NORD45 MONTHLY | FEBRUARY 2023

February 13, 2023 Andrew Pelekis

Global Macro

As the Federal Reserve desperately tries to dig a deeper hole, the market has decided to ignore it for the most part and continue acting as if the inevitable pivot is coming. That 10-year yields are not anywhere close to their recent high is testament to the sheer volume of cash and the loss of credibility in the Fed. To have your cake and eat it is not a solid plan.

Meanwhile, war with China continues to be a fundamental theme as balloons are flying high over the US and Canadian airspace. Even China is now accusing the US of the same. It’s so hard to decide who is lying when diplomats talk. Apparently fighting a proxy war in Ukraine isn’t enough for some people, they want a full on two-front war with both Russia and China. Certainly, from our experience in accepting offtakes for our trades, China is stockpiling every conceivable crop. The portents of that are not good.

…governments become irrational
at times of stress…

Russia doesn’t seem to be folding under the sanctions either, rather it is initiating multiple levels of damage control thru a series of bi lateral payment systems. The Saudis are no longer demanding US dollars for payment for example.  The cumulative effect of all this is still to be seen but as commodity financiers, we live in the secure belief that we hold collateral that will outlast fiat valuations and are neatly positively correlated to inflation.  It is also our view is that this conflict will outlast public interest in the West.

The US Dollar may have recently swooned from its highs but the blowback on EM currency devaluations has not slowed. Nigeria, Malawi, and Pakistan are next in line to follow the Argentines and Turks. US Dollar reserves in multiple jurisdictions are becoming an issue and we are worried about dollarization policies in some of these jurisdictions. Export Finance may or may not allow investors to get repaid outside of a problem country, but we take the view that governments become irrational at times of stress and therefore to exclude investment in any country that has FX reserves under 8 months of import cover. Reading and interpreting central bank balance sheets at this time is key. If your trade finance partner cannot do that, you are talking to the wrong one.

Agricultural Commodities

Prices of key agri-commodities have not had drastic volatility and remain at palatable levels, soybean though has steadily risen, in line with our thesis on biodiesel demand. In November 2022 we wrote, “The US has already begun incentivizing production of soybean into biodiesel, which serves two purposes. First, it shall provide an alternative source of energy, which also acts as a political checkbox for climate activism. Second, it will keep more soybeans inside of the US going forward, a key input that can act as food, feed meal for animals, and energy alike.” Three months later and the constrained supply and higher demand for soy has seen prices steadily rise. With the Brazilian soybean harvest underway and expectations of a record crop, we would imagine that prices for the next few months should remain subdued. Beyond that, when the US harvest would typically enter the market, intensified supply issues may arise.
□ □ □ □
**Action item**: Continue the February 2023 commodity finance newsletter from the point where it stops. The rows that come next are unrelated to the newsletter and stand on their own.
□ □ □ □
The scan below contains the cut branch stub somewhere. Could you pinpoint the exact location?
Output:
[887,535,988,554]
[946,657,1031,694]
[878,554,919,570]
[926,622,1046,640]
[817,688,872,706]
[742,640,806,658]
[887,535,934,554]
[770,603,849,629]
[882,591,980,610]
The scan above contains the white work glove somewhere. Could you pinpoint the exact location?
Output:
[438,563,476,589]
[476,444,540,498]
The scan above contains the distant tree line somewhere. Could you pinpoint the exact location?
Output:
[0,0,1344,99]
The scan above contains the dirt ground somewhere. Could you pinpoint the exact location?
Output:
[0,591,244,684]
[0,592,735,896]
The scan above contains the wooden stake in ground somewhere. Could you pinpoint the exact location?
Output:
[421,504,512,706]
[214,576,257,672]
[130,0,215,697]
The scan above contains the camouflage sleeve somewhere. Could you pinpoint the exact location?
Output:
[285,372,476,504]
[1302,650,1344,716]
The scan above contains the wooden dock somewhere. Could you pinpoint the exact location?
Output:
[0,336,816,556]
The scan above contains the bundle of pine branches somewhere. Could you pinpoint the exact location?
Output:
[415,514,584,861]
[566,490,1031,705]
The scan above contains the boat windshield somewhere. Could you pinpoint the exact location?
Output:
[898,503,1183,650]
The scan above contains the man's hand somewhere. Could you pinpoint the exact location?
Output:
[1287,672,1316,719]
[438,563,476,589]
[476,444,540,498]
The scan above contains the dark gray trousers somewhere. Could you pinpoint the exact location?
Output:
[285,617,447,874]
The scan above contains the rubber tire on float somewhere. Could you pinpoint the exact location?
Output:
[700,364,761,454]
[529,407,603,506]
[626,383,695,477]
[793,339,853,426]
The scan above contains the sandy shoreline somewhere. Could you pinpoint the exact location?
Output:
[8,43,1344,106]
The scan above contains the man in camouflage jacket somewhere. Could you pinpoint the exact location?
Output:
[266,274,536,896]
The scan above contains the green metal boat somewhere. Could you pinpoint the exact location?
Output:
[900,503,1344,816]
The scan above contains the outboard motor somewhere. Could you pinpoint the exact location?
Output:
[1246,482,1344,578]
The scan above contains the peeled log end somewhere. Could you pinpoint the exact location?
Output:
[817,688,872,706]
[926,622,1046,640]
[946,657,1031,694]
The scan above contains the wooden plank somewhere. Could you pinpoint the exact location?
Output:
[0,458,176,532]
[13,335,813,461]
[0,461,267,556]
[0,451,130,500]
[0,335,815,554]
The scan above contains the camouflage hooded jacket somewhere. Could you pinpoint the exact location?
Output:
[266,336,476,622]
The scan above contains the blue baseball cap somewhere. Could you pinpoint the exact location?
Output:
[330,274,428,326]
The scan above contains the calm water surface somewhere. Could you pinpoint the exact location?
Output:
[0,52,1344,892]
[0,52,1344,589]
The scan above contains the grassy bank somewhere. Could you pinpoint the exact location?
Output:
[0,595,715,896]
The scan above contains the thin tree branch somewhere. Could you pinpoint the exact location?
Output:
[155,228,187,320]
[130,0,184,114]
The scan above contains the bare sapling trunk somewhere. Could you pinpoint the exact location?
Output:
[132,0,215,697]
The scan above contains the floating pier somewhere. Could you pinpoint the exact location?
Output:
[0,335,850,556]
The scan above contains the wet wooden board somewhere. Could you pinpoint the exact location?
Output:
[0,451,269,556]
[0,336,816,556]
□ □ □ □
**Solved problem**:
Brazil’s national statistics agency is predicting that the country’s grain production will surpass it entire storage capacity. That is, 189.5 million tons harvested, relative to static storage capacity of 187.9 tons. This will be a strained year for logistics in the country, which can get bottlenecked at the height of the season, especially in areas of high production. Although there may be acute risks, we do not anticipate any wide disruption. Storage facilities in key locations will often turn grains more than a few times throughout the year, but it is abundantly clear where long-term capital expenditures could be made for reliable returns.

The investment skew will be towards
reducing external reliance on parties that are not certain allies,
while also accommodating for a greener planet

Speaking of logistics, in its latest earnings call, Maersk echoed our opinion that supply chains need to be redrawn. Shippers have just come off the tail-end of a windfall as the pandemic interrupted supply chains that threw freight prices into a parabolic upwards trend. Going forward competition will be fierce again, and strong operators will need to adjust in order to survive. The trend to make adjustments to supply chains has also included a green element, and in shipping this has been through the purchase of methanol-fueled ships. Big shippers, like Maersk, will also travel further upstream to lock in supplies of methanol itself, a new efficient non-fossil fuel.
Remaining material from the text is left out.